* What you have to do *
Locate the line that contains "signboard in this photo." in the data that follows. Copy it and every subsequent line to the end, exactly, excluding pictures.

* Data shown *
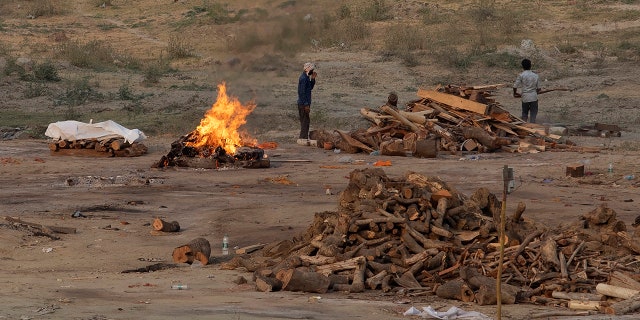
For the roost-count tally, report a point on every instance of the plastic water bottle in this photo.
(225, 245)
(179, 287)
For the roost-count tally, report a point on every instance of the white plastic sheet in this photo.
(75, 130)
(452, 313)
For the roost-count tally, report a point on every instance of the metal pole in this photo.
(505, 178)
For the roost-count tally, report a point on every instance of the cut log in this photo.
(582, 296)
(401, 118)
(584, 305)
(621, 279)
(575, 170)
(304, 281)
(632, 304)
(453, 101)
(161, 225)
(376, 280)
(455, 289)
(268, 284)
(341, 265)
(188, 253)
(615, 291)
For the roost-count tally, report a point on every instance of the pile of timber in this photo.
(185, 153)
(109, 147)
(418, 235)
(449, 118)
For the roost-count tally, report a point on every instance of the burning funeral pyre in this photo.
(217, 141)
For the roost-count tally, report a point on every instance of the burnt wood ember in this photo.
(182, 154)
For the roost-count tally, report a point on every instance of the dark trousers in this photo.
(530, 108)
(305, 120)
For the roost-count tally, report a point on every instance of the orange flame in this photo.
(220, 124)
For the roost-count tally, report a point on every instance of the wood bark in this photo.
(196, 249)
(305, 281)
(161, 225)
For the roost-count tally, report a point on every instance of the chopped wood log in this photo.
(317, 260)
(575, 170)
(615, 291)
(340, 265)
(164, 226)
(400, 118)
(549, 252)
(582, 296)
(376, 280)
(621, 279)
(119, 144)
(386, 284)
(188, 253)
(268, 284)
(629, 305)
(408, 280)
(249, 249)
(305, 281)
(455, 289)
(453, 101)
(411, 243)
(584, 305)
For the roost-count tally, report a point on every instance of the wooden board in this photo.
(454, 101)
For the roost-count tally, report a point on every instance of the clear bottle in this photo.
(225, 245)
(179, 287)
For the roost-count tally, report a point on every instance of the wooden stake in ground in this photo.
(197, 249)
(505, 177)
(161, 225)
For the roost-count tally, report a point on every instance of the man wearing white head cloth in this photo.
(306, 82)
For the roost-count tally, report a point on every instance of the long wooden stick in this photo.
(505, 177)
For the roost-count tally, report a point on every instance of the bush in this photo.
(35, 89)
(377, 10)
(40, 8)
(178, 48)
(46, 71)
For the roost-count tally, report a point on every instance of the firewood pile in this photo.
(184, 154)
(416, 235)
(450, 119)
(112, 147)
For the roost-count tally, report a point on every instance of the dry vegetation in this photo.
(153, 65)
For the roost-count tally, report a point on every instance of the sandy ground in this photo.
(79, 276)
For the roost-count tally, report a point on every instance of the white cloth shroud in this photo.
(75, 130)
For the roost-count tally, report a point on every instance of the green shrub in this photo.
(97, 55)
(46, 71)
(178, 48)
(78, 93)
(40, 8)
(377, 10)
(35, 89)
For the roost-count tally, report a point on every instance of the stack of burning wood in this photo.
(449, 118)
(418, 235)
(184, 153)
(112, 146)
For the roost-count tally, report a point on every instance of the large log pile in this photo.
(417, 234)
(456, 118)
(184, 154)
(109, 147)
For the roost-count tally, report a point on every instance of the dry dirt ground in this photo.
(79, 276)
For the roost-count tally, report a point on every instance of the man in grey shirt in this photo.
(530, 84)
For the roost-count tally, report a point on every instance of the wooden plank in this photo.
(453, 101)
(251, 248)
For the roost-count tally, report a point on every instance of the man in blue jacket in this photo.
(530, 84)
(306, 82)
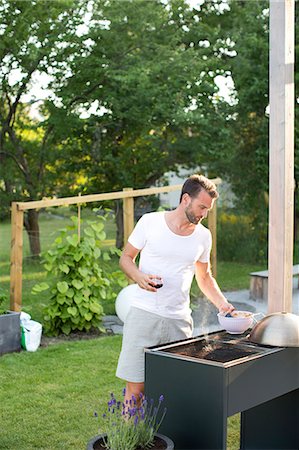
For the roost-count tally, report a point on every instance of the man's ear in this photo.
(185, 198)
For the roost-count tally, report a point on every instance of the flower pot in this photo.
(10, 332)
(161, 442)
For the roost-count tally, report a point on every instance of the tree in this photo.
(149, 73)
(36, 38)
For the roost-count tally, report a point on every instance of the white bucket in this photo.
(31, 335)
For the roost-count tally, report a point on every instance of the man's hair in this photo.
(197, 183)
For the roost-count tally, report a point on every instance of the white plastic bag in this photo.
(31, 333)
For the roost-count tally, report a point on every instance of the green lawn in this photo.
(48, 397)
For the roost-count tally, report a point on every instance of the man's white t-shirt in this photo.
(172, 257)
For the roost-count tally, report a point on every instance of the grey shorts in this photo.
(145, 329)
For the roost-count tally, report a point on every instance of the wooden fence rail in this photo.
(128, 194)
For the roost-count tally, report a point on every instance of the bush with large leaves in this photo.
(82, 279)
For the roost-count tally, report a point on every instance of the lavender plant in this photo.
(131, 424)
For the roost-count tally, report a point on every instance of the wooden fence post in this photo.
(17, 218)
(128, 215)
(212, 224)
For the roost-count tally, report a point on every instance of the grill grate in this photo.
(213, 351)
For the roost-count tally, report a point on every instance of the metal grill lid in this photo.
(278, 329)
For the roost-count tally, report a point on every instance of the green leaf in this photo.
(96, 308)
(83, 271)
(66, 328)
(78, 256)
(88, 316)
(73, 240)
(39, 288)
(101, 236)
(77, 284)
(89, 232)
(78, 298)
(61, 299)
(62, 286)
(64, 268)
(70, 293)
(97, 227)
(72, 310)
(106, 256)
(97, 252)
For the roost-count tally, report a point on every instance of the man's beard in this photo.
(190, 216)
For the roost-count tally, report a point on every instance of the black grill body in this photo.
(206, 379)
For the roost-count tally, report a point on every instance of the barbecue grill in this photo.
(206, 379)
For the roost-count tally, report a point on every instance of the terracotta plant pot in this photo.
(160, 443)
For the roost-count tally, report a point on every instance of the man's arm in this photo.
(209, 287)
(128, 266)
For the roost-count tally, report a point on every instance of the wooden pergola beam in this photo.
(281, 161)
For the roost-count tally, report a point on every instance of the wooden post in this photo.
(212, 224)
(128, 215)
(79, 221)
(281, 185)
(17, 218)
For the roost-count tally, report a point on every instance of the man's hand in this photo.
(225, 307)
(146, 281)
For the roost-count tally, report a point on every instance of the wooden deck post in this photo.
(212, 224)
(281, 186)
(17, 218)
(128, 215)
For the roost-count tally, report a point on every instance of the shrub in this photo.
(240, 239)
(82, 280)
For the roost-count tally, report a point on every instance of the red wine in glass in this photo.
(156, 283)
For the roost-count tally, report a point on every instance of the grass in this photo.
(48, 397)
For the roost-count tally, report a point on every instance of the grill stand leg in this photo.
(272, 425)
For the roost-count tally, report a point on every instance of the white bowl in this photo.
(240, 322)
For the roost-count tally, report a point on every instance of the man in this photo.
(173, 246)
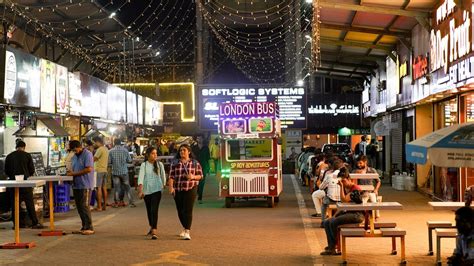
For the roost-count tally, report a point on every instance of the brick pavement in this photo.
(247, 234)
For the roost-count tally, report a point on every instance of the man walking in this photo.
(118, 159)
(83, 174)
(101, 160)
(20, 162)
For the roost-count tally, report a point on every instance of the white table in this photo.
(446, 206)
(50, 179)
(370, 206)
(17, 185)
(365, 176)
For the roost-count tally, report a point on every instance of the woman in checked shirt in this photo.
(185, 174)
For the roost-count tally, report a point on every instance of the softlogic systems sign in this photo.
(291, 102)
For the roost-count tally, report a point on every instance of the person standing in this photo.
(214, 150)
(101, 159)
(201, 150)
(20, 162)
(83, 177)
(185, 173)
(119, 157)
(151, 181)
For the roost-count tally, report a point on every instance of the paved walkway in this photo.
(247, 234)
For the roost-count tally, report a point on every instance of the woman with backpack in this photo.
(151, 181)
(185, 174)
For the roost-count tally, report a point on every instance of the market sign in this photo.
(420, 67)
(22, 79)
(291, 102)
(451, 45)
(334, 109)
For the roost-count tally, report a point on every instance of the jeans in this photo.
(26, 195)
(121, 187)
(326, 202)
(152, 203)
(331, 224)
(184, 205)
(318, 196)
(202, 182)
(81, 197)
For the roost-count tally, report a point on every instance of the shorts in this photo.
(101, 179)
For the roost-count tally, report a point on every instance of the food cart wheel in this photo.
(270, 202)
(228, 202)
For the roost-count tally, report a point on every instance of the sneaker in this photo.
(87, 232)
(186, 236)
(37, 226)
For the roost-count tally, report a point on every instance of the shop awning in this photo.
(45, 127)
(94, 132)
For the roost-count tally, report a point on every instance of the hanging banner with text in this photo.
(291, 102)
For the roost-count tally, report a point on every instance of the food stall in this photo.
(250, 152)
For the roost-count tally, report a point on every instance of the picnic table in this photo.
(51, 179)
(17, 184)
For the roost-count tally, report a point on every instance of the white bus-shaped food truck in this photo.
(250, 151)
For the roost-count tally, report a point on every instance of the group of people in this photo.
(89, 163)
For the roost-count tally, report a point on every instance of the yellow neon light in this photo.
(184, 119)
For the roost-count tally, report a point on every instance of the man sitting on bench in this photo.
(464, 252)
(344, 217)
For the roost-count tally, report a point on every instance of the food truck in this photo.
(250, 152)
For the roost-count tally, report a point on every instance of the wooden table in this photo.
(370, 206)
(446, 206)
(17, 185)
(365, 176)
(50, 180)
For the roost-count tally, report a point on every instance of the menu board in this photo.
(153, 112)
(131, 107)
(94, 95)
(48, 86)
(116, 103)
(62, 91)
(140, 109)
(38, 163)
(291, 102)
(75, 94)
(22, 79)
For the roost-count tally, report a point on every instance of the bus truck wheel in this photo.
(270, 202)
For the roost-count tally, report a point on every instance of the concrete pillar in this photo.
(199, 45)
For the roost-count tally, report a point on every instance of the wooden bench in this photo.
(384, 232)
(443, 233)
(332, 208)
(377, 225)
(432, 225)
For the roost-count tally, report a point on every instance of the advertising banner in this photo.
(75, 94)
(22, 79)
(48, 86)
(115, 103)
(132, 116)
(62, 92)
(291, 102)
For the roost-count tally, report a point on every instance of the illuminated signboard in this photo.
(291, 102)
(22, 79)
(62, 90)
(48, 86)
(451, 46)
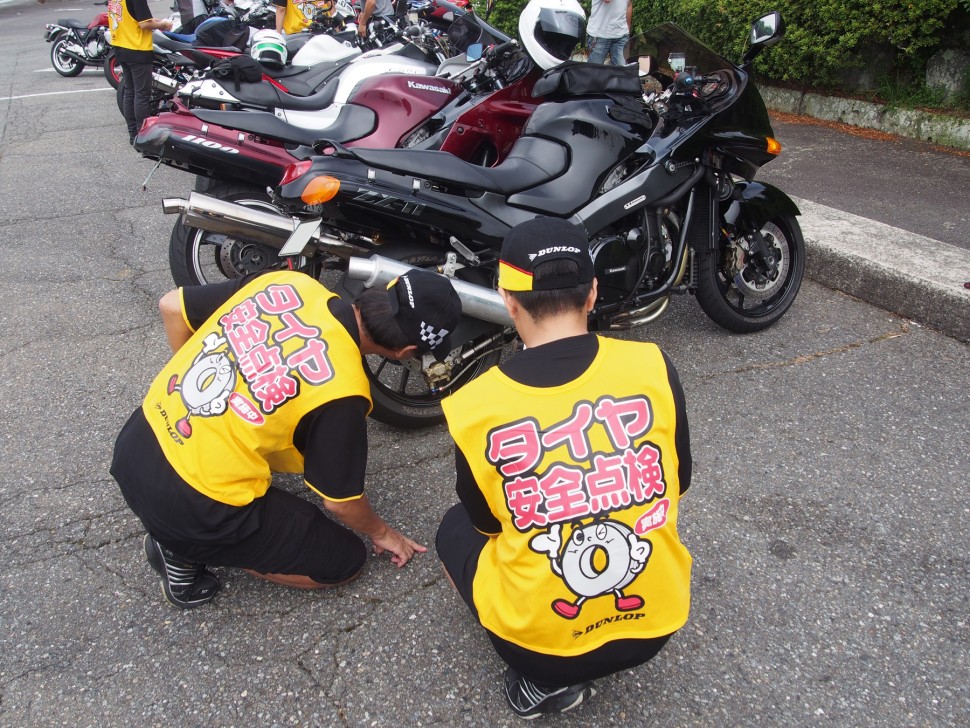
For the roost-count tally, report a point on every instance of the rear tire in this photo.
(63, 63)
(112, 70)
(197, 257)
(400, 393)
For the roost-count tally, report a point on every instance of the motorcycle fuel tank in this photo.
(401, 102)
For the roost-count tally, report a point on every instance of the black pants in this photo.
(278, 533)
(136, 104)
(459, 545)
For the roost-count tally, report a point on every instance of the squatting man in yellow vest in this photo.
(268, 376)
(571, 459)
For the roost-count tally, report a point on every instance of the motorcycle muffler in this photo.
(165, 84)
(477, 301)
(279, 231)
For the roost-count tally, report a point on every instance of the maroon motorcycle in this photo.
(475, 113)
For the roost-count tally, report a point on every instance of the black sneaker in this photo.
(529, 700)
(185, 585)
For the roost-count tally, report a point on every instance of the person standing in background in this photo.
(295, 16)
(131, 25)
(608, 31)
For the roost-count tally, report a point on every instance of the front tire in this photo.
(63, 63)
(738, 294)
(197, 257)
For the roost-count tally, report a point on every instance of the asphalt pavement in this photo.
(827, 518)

* In response *
For the roost-count tally, report a point on every instance of the illuminated signboard in this photo.
(291, 102)
(22, 79)
(62, 90)
(48, 86)
(451, 46)
For the roost-count tally, report a point on every instance of the rear tire in this photo.
(63, 63)
(112, 70)
(197, 257)
(400, 393)
For the roost-count tally, report a point on every instance of the motorcycle fuel tank in this photo.
(401, 102)
For the roost-count tally, report a point on every instance of the black pants in this photo.
(278, 533)
(136, 104)
(459, 545)
For the roost-count tally, report a point on every instance of the squatting man in yellow vest in this photo.
(268, 376)
(571, 459)
For the roost-count tally, report a point on every instance of the motorcycle muffler in this photo.
(165, 84)
(477, 301)
(279, 231)
For the roost-count tally, report a point on every instance of the maroon motorcycle in this photo.
(475, 113)
For the roost-count tally, report a point on every instance of the black sneaker in this photo.
(529, 700)
(185, 585)
For the roost-count tally, report a point on every instance of the person standing in background in this photo.
(295, 16)
(131, 25)
(608, 31)
For the roost-count tally, report a point on every instance of the front tire in this photo.
(63, 63)
(738, 294)
(197, 257)
For the roost-count tally, report a point on every instance of the asphalt pavement in this photo.
(827, 518)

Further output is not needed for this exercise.